SOURCE DATA START
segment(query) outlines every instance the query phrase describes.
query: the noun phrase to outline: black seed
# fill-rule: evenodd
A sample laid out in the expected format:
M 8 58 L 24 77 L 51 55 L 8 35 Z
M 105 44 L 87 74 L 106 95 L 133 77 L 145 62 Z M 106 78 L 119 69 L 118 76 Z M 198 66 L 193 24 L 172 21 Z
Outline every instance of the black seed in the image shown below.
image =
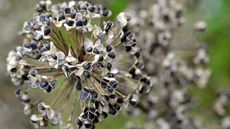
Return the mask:
M 111 68 L 112 68 L 112 64 L 111 64 L 111 63 L 108 63 L 108 64 L 107 64 L 107 69 L 110 71 Z
M 27 77 L 27 74 L 22 75 L 23 80 L 28 80 L 29 78 Z
M 123 31 L 124 33 L 127 33 L 127 32 L 129 31 L 128 26 L 126 25 L 125 27 L 123 27 L 123 28 L 122 28 L 122 31 Z
M 113 50 L 113 47 L 111 45 L 106 46 L 106 51 L 111 52 Z
M 94 115 L 93 113 L 89 112 L 89 113 L 88 113 L 88 119 L 89 119 L 90 121 L 93 121 L 93 120 L 95 119 L 95 115 Z
M 135 57 L 136 57 L 136 58 L 139 58 L 139 57 L 140 57 L 140 52 L 136 52 L 136 53 L 135 53 Z
M 45 11 L 45 9 L 46 9 L 45 4 L 37 4 L 36 5 L 36 12 L 38 12 L 38 13 L 42 13 L 43 11 Z
M 66 65 L 63 65 L 63 66 L 62 66 L 62 69 L 63 69 L 65 72 L 68 72 L 68 71 L 69 71 L 69 68 L 68 68 Z
M 81 91 L 80 98 L 82 100 L 86 100 L 86 99 L 88 99 L 88 97 L 89 97 L 89 92 L 88 91 L 86 91 L 85 89 L 83 91 Z
M 43 9 L 39 5 L 37 5 L 36 6 L 36 12 L 41 13 L 42 11 L 43 11 Z
M 15 91 L 15 95 L 16 95 L 16 97 L 19 97 L 21 95 L 21 89 L 17 89 Z
M 136 67 L 139 68 L 139 69 L 142 69 L 143 68 L 143 64 L 140 63 L 140 62 L 136 62 Z
M 104 57 L 102 55 L 100 55 L 98 61 L 101 62 L 103 60 L 104 60 Z
M 179 119 L 178 119 L 176 122 L 177 122 L 178 124 L 181 124 L 181 123 L 182 123 L 182 120 L 179 120 Z
M 103 66 L 103 64 L 102 63 L 94 63 L 93 64 L 93 68 L 94 69 L 99 69 L 99 68 L 103 68 L 104 66 Z
M 165 85 L 165 87 L 169 87 L 169 82 L 168 82 L 168 81 L 165 81 L 165 82 L 164 82 L 164 85 Z
M 109 96 L 107 96 L 107 95 L 103 95 L 102 98 L 103 98 L 105 101 L 109 101 Z
M 112 22 L 107 22 L 107 23 L 106 23 L 106 27 L 105 27 L 105 32 L 106 32 L 106 33 L 110 30 L 110 28 L 112 27 L 112 25 L 113 25 Z
M 132 79 L 139 80 L 141 78 L 141 75 L 133 74 Z
M 91 101 L 95 102 L 98 97 L 98 93 L 95 91 L 91 92 Z
M 83 25 L 85 26 L 85 25 L 87 25 L 88 20 L 87 20 L 86 18 L 83 18 L 83 19 L 82 19 L 82 22 L 83 22 Z
M 117 103 L 123 104 L 123 103 L 124 103 L 124 100 L 123 100 L 122 98 L 118 98 L 118 99 L 117 99 Z
M 87 118 L 88 118 L 88 112 L 84 113 L 81 117 L 82 117 L 83 119 L 87 119 Z
M 111 98 L 111 99 L 115 99 L 116 97 L 117 97 L 116 94 L 111 94 L 111 95 L 109 96 L 109 98 Z
M 76 26 L 83 26 L 83 22 L 81 20 L 77 21 Z
M 18 69 L 16 67 L 10 69 L 11 73 L 16 73 L 17 71 L 18 71 Z
M 126 52 L 130 52 L 132 50 L 132 47 L 131 46 L 126 46 L 125 49 L 126 49 Z
M 100 52 L 97 50 L 97 48 L 94 48 L 94 49 L 93 49 L 93 53 L 99 54 Z
M 101 82 L 101 87 L 102 87 L 103 89 L 107 88 L 107 83 Z
M 41 88 L 48 87 L 48 85 L 49 85 L 49 84 L 48 84 L 47 81 L 41 81 L 41 82 L 40 82 L 40 87 L 41 87 Z
M 142 78 L 141 78 L 141 80 L 140 80 L 140 82 L 142 82 L 142 83 L 143 83 L 143 82 L 145 82 L 146 80 L 147 80 L 147 78 L 146 78 L 146 77 L 142 77 Z
M 23 44 L 24 48 L 30 49 L 30 44 Z
M 139 89 L 139 93 L 140 93 L 140 94 L 144 94 L 144 93 L 146 93 L 148 90 L 149 90 L 149 87 L 146 86 L 146 85 L 143 85 L 143 86 L 141 87 L 141 89 Z
M 96 102 L 94 103 L 94 107 L 95 107 L 96 109 L 99 108 L 99 105 L 100 105 L 100 102 L 99 102 L 99 101 L 96 101 Z
M 93 48 L 92 47 L 88 47 L 87 49 L 86 49 L 86 52 L 92 52 L 93 51 Z
M 78 80 L 78 82 L 76 83 L 76 89 L 77 89 L 78 91 L 82 90 L 81 80 Z
M 39 60 L 41 57 L 42 57 L 42 55 L 41 55 L 41 54 L 38 54 L 38 55 L 36 55 L 35 58 L 36 58 L 37 60 Z
M 109 83 L 109 85 L 110 85 L 113 89 L 117 89 L 117 88 L 118 88 L 118 83 L 117 83 L 117 81 L 111 81 L 111 82 Z
M 49 28 L 48 26 L 46 26 L 46 27 L 44 28 L 44 35 L 49 35 L 50 32 L 51 32 L 50 28 Z
M 70 9 L 69 7 L 66 7 L 66 8 L 64 9 L 64 12 L 65 12 L 66 14 L 70 14 L 70 13 L 71 13 L 71 9 Z
M 16 61 L 20 61 L 21 59 L 22 59 L 22 57 L 21 57 L 21 56 L 16 55 Z
M 39 20 L 40 20 L 41 22 L 45 22 L 45 21 L 46 21 L 46 16 L 45 16 L 45 15 L 41 15 L 41 16 L 39 17 Z
M 82 121 L 80 119 L 77 119 L 76 124 L 79 126 L 79 128 L 81 128 L 83 123 L 82 123 Z
M 108 76 L 109 78 L 115 78 L 115 77 L 116 77 L 114 73 L 108 73 L 107 76 Z
M 123 36 L 121 37 L 121 42 L 123 43 L 123 42 L 125 42 L 126 40 L 127 40 L 126 36 L 123 35 Z
M 56 80 L 51 80 L 49 84 L 50 84 L 50 86 L 53 87 L 56 84 Z
M 71 17 L 72 19 L 75 19 L 75 16 L 76 16 L 76 13 L 75 13 L 75 12 L 73 12 L 73 13 L 70 14 L 70 17 Z
M 114 92 L 114 89 L 113 89 L 111 86 L 108 86 L 108 91 L 109 91 L 110 93 L 113 93 L 113 92 Z
M 105 82 L 107 82 L 107 83 L 109 83 L 109 80 L 106 79 L 106 78 L 102 78 L 102 80 L 105 81 Z
M 110 113 L 111 115 L 116 115 L 116 114 L 117 114 L 117 110 L 114 109 L 114 108 L 111 108 L 111 109 L 109 110 L 109 113 Z
M 182 17 L 183 11 L 182 10 L 177 10 L 176 11 L 176 18 Z
M 102 39 L 103 36 L 104 36 L 104 33 L 100 32 L 100 33 L 97 35 L 97 38 L 98 38 L 98 39 Z
M 88 10 L 92 13 L 92 12 L 94 12 L 94 10 L 95 10 L 95 7 L 93 7 L 93 6 L 90 6 L 90 7 L 88 7 Z
M 147 79 L 147 80 L 145 81 L 145 84 L 150 85 L 150 84 L 151 84 L 151 81 L 150 81 L 149 79 Z
M 63 13 L 59 14 L 58 21 L 62 21 L 65 19 L 65 15 Z
M 68 26 L 73 26 L 74 21 L 72 21 L 72 20 L 67 20 L 67 21 L 66 21 L 66 24 L 67 24 Z
M 99 122 L 98 118 L 95 117 L 95 119 L 93 120 L 93 123 L 98 123 L 98 122 Z M 95 128 L 95 125 L 93 125 L 92 129 L 94 129 L 94 128 Z
M 124 36 L 127 38 L 127 39 L 130 39 L 130 37 L 131 37 L 131 32 L 130 31 L 126 31 L 126 32 L 124 32 Z
M 84 76 L 85 78 L 90 78 L 90 72 L 85 70 L 85 71 L 83 72 L 83 76 Z
M 91 129 L 92 127 L 93 127 L 93 124 L 91 124 L 91 123 L 85 124 L 85 128 L 87 128 L 87 129 Z
M 95 92 L 95 91 L 92 91 L 91 92 L 91 97 L 94 98 L 94 99 L 96 99 L 98 97 L 98 93 Z
M 108 114 L 106 112 L 102 112 L 102 115 L 104 116 L 104 118 L 108 117 Z
M 45 90 L 46 90 L 47 93 L 50 93 L 52 91 L 52 89 L 53 88 L 50 85 L 45 87 Z
M 135 74 L 135 71 L 136 71 L 136 69 L 133 68 L 133 67 L 129 69 L 129 73 L 130 73 L 131 75 L 134 75 L 134 74 Z
M 87 92 L 89 92 L 88 89 L 85 89 L 85 88 L 84 88 L 84 90 L 86 90 Z M 89 108 L 88 108 L 88 107 L 85 107 L 85 108 L 83 109 L 83 112 L 86 113 L 86 112 L 88 112 L 88 110 L 89 110 Z
M 169 17 L 168 14 L 165 14 L 165 15 L 163 16 L 163 19 L 164 19 L 165 22 L 170 22 L 170 17 Z
M 137 105 L 137 102 L 136 101 L 130 101 L 129 102 L 132 106 L 136 106 Z
M 39 105 L 38 105 L 38 109 L 44 111 L 44 110 L 45 110 L 45 107 L 44 107 L 42 104 L 39 104 Z
M 49 44 L 44 44 L 43 45 L 47 50 L 50 50 L 50 45 Z
M 109 10 L 103 10 L 103 12 L 102 12 L 102 15 L 104 16 L 104 17 L 107 17 L 108 15 L 109 15 Z
M 52 57 L 54 60 L 57 60 L 57 56 L 56 56 L 56 55 L 51 55 L 51 57 Z
M 112 58 L 112 59 L 114 59 L 114 58 L 116 57 L 114 52 L 110 52 L 110 53 L 108 54 L 108 56 L 109 56 L 110 58 Z
M 83 64 L 83 68 L 84 68 L 85 70 L 89 70 L 90 67 L 91 67 L 91 63 L 84 63 L 84 64 Z
M 98 11 L 98 12 L 100 12 L 100 11 L 101 11 L 100 6 L 97 6 L 97 11 Z
M 30 48 L 32 48 L 32 50 L 35 50 L 38 48 L 37 44 L 36 43 L 31 43 L 30 44 Z
M 118 110 L 121 109 L 121 106 L 119 106 L 118 104 L 115 104 L 115 105 L 114 105 L 114 108 L 118 111 Z
M 76 26 L 85 26 L 87 25 L 88 20 L 86 18 L 82 18 L 81 20 L 76 22 Z
M 96 108 L 93 108 L 93 107 L 91 107 L 89 110 L 93 113 L 96 112 Z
SOURCE DATA END
§ **REQUIREMENT**
Copy each line of the listing that includes "query".

§ **OUTPUT OF THE EXERCISE**
segment(query) outlines every instance the query phrase describes.
query: the noun phrase to outline: black seed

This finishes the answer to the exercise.